Short exercise » Pick up the passage on grammatical errors in Malayalam-speaking children and continue it from its last sentence.

Supplied passage »
● ● ● ●

MLU values have been calculated on the basis of the number of morphemes in the utterances. The bilingual children have lower values of MLUs compared to the monolingual children. This is not unusual (Ezeizabarrena and Fernandez 2018; Hoff et al. 2014), since the exposure of the bilingual children to each of the two languages is less than the exposure that the monolingual children receive to their single language. This difference is reset to comparable values in the early school years, but the children in this study were not yet at an age for school, and we cannot say definitively when they reach this parity. There are also some child-centric variations, with Am and Eb being more loquacious than the others, though all the children show similar overall competencies.
Adapting Cazden (1968), we took a particular grammatical item to be in productive use at the age of recording when the children use the item, where its use is obligatory, at least 90 percent of the time and in three out of four consecutive recordings. We needed to use a four sample window, since some recording sessions carried zero instances of a grammatical feature of interest. We used ELAN (Wittenburg et al. 2006) to transcribe, organise, and code the production data with layers to code the context of utterance, the parental input, and different levels of grammar. An incorrectly produced grammatical item, i.e., a production that had overt grammatical material that deviated from target adult outputs, was coded as an error of commission based on the grammaticality judgements of the two coders who were native speakers of Malayalam and who were familiar with the dialects being used by the families. Intercoder reliability determined using Cohen’s kappa ( κ ) was 0.94. No attempts were made by either the parents or the researchers to correct the children when they had errors in their utterances.

3. Data and Analysis

In general, similar errors are found in the Malayalam productions of both the monolingual and the bilingual children, which suggests that the specific challenges posed by the Malayalam grammatical system are common to both developmental trajectories. The potential access to another linguistic system (here, English) which may not have the specific grammatical properties of Malayalam, or which may have alternate expressions for the same property or even other enabling or, conversely, more complex mechanisms does not seem to impact the choices that the children are seen to make. We must point out that the English productions of the bilingual children show ‘deviations’ such as the use of root infinitives as has been observed with monolingual English acquiring children, but their Malayalam productions do not show those properties. The two systems, then, follow independent development trajectories. We focus, here, on only the Malayalam productions and the specific grammatical features within which the errors can be located. However, some error types are only found in one or the other kind of data and, equally interestingly, in one or the other of the children offering evidence for idiosyncratic grammatical choices. The token frequencies of the error types that we observe in both sets of data are given in Table 2. We discuss the different kinds of commission errors in the data with examples in the following subsections. For ease of presentation and clarity, the errors have been grouped into nominal morphology errors that include case, number and pronominal stem errors, and verb morphology errors that include verb stem and past tense inflection errors. Errors that are less frequent are dealt with separately.

● ● ● ●

Data shown »
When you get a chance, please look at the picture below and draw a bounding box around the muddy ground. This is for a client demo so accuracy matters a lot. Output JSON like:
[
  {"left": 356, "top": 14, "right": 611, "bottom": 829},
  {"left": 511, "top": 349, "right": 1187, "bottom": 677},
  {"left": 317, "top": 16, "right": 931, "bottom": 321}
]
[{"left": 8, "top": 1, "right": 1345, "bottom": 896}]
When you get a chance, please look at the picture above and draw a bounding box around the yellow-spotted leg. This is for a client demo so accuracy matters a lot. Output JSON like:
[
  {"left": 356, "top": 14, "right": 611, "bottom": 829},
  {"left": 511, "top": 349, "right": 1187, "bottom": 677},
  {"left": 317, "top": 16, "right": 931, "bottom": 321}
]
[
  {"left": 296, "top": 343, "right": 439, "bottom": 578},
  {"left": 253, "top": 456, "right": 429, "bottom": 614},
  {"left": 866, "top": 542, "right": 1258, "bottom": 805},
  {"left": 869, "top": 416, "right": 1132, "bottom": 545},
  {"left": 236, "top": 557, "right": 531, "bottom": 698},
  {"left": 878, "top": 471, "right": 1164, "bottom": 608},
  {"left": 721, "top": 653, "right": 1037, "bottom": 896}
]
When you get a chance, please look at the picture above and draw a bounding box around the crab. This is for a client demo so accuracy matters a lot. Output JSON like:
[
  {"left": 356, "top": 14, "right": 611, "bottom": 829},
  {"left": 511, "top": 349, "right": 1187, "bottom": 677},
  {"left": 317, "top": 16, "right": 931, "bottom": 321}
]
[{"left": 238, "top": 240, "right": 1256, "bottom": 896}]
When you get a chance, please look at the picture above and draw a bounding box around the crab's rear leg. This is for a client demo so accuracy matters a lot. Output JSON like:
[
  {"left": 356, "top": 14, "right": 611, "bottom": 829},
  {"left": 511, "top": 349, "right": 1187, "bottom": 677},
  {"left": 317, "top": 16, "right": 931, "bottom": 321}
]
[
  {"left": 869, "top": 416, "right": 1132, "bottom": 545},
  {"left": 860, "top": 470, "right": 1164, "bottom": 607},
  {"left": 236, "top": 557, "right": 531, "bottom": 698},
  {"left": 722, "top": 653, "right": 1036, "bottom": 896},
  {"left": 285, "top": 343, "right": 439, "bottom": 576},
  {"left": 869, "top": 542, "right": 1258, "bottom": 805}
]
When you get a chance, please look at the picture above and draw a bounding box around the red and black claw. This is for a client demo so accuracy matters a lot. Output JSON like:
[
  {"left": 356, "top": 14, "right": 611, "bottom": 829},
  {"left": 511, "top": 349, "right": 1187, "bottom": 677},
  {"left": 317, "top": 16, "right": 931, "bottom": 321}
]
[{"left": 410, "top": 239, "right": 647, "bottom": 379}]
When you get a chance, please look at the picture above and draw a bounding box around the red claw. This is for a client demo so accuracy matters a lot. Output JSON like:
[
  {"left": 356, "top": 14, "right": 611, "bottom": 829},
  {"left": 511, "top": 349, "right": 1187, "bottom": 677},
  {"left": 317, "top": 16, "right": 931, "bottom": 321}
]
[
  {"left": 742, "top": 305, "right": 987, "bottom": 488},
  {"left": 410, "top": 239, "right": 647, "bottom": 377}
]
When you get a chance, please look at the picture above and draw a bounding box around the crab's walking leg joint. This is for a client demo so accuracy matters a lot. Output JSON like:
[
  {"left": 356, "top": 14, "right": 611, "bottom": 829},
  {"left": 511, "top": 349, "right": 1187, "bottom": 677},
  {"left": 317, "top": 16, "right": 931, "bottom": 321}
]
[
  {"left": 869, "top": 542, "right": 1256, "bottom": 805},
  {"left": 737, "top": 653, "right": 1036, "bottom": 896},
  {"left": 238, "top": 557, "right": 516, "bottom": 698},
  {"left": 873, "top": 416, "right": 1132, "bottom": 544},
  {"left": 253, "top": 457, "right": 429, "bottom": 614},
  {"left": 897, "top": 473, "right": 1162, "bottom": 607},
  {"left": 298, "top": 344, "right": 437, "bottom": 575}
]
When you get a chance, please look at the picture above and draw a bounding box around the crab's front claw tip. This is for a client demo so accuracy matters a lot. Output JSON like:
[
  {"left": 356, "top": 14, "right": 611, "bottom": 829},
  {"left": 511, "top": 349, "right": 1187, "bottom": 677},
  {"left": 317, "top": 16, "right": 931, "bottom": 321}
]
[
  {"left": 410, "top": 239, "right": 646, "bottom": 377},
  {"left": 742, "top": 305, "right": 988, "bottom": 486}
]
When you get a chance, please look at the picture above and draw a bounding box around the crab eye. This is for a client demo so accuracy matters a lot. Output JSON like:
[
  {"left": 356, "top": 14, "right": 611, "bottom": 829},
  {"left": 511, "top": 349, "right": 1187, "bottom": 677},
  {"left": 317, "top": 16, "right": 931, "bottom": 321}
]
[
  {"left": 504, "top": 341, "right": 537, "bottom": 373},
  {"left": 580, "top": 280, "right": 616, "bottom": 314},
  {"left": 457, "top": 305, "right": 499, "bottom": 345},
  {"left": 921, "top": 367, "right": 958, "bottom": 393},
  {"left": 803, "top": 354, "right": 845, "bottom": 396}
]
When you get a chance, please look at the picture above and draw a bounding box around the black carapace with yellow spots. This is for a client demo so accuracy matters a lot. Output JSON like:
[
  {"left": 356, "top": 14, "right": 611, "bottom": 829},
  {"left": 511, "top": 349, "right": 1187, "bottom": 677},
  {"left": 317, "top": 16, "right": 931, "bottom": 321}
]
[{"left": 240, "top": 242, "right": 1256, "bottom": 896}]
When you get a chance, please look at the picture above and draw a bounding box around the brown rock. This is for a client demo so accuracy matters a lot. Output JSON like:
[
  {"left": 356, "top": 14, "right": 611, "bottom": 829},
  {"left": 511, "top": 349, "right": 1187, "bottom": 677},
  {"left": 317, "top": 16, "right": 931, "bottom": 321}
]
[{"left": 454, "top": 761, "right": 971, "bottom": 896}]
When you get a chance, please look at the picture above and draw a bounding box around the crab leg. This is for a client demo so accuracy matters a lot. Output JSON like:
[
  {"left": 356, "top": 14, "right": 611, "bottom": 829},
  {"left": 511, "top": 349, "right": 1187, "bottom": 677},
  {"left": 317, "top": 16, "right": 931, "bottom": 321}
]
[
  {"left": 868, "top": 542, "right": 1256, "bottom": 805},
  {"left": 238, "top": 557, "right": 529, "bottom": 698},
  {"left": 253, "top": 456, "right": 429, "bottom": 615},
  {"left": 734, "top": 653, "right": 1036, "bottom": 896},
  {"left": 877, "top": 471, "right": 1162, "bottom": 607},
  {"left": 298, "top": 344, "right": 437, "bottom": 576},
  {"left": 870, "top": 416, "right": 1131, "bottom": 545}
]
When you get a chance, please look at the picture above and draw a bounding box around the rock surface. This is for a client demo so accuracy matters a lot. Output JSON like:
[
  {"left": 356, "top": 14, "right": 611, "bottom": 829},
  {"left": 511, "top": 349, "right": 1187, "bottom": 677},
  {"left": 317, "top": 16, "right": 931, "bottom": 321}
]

● ● ● ●

Answer to the exercise »
3.1. Nominal: Case Errors

Malayalam nouns bear case, number, and gender morphology. Case assignment ranges over the nominative, accusative, dative, genitive, sociative, locative, and instrumental. While the nominative is the unmarked or bare form, the other case forms are overtly marked. Further, the accusative, dative, genitive, and sociative cases also show phonologically conditioned allomorphy between a nasalised and a non-nasalised suffix variant (1).
(1)Case marking in Malayalam.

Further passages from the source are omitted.